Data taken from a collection
+ + + + + + +
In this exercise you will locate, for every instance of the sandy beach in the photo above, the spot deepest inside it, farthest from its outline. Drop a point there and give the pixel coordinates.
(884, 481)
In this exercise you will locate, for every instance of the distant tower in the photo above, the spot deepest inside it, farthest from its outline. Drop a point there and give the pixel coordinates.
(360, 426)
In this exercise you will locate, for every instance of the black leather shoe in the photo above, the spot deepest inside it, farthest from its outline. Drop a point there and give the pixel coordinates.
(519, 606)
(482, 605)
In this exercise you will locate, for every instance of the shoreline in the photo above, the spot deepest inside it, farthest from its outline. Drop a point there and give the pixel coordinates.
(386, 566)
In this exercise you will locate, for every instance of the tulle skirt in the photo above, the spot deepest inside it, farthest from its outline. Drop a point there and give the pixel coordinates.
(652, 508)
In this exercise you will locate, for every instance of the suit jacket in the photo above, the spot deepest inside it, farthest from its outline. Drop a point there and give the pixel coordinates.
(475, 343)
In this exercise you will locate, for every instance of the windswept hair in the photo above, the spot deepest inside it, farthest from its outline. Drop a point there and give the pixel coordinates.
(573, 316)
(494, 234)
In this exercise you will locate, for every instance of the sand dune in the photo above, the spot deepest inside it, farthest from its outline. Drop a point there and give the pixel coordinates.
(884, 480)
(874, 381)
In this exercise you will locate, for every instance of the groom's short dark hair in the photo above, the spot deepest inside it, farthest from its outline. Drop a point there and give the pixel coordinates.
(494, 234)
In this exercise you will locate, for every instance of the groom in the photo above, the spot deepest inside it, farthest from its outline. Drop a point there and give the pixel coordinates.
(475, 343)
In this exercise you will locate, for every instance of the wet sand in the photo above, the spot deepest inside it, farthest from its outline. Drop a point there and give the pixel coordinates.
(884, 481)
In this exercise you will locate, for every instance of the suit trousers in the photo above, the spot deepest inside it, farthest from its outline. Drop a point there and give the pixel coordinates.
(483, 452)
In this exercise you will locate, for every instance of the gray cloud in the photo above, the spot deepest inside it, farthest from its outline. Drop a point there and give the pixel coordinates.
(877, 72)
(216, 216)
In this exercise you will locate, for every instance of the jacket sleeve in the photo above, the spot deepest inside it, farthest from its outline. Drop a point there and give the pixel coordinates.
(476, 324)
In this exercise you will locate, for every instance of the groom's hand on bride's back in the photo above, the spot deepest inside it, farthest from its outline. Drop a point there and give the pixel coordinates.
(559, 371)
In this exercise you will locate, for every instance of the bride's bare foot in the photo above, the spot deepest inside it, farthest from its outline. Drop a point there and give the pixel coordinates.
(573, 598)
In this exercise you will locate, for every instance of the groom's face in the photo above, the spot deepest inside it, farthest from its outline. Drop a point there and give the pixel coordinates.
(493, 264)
+ + + + + + +
Can you render the lines as a Markdown table with the columns Row and Line, putting a running row number under Row and each line under Line, and leaving out blank lines? Begin at the line that has "of the bride's", and stop after the last line of the material.

THE OUTPUT:
| Row | Line |
|---|---|
| 1 | In this exercise you will locate, for every instance of the bride's bare foot in the photo above, the spot deepest inside it, farthest from its outline. Drop a point there and give the pixel coordinates. |
| 2 | (573, 598) |
| 3 | In this exercise you will locate, for every instance of the groom's face in the photo above, the spot deepest inside it, farthest from its outline. Drop a point there and give the pixel coordinates. |
| 4 | (493, 264) |